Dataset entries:
BEGIN
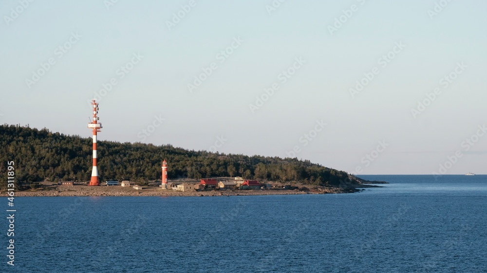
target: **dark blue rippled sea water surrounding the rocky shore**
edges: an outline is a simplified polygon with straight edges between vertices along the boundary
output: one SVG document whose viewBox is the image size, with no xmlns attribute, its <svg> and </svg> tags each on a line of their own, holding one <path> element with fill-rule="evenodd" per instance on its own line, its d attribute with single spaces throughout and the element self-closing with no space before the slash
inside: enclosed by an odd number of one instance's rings
<svg viewBox="0 0 487 273">
<path fill-rule="evenodd" d="M 486 272 L 487 176 L 355 194 L 16 199 L 0 272 Z M 5 203 L 6 198 L 2 198 Z"/>
</svg>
END
▶ What is expected
Take the records from their first line through the line containing "output: one SVG" and please return exactly those lines, both ends included, minus the pictures.

▶ The completed task
target: **dark blue rippled sea water surrounding the rocky shore**
edges: an outline is a simplified polygon with straight edges between vertices along the boundary
output: one SVG document whose viewBox is the image size, with no xmlns attribute, its <svg> and </svg> tags each on a line of their own, holding one <path> element with fill-rule="evenodd" per instance on its own line, its d attribute with single spaces throughout and the element self-closing with no space before the slash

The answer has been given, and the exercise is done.